> [OBJECTIVE]
Identify every line in the records below that contains the word "white" and copy each of those lines.

> [SOURCE DATA]
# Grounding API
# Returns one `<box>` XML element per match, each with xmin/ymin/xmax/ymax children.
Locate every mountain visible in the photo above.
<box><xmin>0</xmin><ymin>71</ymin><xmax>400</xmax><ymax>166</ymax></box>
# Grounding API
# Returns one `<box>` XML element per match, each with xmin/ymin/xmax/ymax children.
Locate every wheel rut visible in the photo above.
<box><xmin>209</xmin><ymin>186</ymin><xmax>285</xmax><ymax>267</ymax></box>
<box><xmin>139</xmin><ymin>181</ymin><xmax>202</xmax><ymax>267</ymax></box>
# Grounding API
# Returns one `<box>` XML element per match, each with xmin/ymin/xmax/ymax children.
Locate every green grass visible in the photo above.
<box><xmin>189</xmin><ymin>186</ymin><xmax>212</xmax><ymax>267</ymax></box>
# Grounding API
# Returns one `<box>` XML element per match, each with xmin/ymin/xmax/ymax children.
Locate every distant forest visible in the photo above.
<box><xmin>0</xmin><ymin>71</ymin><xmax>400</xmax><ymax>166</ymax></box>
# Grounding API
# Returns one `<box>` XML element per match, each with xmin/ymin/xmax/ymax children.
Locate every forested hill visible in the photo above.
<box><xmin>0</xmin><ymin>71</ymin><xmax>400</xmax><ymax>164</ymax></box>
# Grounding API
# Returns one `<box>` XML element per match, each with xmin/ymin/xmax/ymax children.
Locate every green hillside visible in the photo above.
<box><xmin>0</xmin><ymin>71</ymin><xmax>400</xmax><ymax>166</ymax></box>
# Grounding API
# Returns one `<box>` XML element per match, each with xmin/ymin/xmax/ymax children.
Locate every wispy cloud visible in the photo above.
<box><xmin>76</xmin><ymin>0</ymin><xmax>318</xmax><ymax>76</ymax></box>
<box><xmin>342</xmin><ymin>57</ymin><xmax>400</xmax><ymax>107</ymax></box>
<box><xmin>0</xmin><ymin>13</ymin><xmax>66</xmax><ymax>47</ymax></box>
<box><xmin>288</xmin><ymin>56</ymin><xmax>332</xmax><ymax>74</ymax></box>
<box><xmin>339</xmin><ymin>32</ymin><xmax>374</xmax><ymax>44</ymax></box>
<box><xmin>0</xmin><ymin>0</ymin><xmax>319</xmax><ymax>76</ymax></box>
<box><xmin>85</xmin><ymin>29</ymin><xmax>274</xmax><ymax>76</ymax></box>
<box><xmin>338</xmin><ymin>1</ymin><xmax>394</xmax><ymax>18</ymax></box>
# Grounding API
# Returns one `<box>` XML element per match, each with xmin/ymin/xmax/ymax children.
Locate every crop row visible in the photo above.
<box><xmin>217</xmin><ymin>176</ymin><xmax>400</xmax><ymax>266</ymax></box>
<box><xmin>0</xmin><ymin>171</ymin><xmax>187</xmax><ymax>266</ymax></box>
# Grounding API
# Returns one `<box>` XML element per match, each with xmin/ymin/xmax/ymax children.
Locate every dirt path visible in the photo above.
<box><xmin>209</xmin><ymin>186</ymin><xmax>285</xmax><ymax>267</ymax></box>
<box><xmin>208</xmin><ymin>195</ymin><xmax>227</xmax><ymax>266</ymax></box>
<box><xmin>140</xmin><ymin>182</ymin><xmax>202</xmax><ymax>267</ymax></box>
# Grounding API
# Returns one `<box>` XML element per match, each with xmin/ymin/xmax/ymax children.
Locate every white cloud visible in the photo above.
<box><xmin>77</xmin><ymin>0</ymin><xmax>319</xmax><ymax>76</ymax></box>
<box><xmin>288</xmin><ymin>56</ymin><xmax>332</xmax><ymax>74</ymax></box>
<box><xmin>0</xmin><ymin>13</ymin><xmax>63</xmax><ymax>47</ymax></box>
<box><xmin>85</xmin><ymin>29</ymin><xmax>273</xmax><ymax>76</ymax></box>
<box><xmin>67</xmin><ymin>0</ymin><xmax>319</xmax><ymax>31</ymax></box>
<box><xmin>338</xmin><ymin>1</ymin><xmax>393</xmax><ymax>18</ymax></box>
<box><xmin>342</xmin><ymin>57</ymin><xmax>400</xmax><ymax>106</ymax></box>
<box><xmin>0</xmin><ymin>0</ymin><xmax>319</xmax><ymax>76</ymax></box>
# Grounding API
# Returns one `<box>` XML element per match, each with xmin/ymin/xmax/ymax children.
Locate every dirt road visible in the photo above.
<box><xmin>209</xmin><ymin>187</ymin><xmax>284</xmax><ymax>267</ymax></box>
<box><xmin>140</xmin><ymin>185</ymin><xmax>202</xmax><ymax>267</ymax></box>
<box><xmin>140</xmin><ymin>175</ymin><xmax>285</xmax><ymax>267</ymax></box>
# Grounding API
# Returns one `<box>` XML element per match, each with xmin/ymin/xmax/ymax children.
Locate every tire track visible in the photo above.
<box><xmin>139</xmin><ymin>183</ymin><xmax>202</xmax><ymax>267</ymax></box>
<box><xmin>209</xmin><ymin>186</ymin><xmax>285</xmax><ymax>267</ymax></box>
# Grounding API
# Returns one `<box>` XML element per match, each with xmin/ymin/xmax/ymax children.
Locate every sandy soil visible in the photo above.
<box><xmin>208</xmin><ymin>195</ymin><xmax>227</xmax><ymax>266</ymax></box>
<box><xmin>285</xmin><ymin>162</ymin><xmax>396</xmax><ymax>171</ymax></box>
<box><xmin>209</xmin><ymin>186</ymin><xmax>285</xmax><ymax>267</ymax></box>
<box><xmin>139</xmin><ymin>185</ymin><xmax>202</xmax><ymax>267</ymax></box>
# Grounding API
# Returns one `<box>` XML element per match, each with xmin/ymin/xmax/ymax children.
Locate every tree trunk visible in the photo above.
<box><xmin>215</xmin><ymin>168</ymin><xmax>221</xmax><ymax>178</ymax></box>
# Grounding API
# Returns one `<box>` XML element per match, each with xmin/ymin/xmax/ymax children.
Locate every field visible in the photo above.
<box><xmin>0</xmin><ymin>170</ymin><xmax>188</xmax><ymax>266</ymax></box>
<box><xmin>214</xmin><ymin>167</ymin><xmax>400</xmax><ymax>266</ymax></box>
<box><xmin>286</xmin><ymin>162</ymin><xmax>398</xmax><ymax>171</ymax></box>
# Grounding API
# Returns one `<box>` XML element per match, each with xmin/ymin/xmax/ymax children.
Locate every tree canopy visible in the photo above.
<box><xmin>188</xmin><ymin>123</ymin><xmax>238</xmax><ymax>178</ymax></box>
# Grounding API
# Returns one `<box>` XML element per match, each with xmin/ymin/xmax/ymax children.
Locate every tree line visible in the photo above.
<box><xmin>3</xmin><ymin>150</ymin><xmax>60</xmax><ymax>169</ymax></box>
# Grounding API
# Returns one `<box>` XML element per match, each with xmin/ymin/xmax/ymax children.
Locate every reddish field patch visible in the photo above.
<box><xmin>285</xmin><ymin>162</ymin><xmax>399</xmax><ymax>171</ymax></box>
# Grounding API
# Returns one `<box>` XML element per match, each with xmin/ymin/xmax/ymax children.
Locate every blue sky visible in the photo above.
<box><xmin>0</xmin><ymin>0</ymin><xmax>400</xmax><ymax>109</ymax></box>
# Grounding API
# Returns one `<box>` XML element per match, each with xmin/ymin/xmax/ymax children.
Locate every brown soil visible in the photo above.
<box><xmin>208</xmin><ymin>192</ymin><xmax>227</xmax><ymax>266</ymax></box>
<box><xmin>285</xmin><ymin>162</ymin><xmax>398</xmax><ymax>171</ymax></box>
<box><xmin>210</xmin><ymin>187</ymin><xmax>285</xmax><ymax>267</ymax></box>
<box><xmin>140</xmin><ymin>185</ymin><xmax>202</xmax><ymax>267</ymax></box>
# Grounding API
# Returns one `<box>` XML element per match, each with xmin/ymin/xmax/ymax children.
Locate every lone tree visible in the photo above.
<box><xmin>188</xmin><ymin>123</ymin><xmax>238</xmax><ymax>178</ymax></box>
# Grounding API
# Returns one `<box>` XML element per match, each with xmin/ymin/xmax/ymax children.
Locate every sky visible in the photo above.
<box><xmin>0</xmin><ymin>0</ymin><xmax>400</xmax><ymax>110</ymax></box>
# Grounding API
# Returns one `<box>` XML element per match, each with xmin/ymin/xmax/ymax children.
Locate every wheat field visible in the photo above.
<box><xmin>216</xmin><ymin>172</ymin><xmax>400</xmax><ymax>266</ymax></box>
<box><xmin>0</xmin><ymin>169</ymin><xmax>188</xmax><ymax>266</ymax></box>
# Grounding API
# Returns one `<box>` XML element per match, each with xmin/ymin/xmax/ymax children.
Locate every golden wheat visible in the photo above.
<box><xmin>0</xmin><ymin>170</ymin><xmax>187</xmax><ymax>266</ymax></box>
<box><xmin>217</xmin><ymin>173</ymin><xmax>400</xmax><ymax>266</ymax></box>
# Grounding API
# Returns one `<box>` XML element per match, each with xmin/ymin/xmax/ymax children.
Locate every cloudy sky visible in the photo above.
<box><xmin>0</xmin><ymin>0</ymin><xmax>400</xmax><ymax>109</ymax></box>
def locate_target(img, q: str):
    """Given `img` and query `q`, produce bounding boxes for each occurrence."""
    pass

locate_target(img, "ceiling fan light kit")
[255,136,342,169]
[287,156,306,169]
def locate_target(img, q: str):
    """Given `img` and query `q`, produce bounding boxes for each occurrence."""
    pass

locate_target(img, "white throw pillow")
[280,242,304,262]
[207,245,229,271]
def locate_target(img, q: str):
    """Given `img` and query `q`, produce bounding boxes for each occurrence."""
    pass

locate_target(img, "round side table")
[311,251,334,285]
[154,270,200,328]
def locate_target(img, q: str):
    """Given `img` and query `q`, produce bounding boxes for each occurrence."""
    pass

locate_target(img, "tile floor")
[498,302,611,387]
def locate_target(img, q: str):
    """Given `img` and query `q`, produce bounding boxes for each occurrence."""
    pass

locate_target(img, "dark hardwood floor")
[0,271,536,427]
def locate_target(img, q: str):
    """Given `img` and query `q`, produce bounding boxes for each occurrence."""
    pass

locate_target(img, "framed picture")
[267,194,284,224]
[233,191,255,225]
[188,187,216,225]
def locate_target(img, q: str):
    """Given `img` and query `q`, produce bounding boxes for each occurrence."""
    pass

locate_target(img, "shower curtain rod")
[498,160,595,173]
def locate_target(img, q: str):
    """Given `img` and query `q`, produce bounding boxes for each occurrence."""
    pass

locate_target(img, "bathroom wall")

> [SOLUTION]
Locate every white cloud visible in the photo above.
locate_target(img, "white throw pillow")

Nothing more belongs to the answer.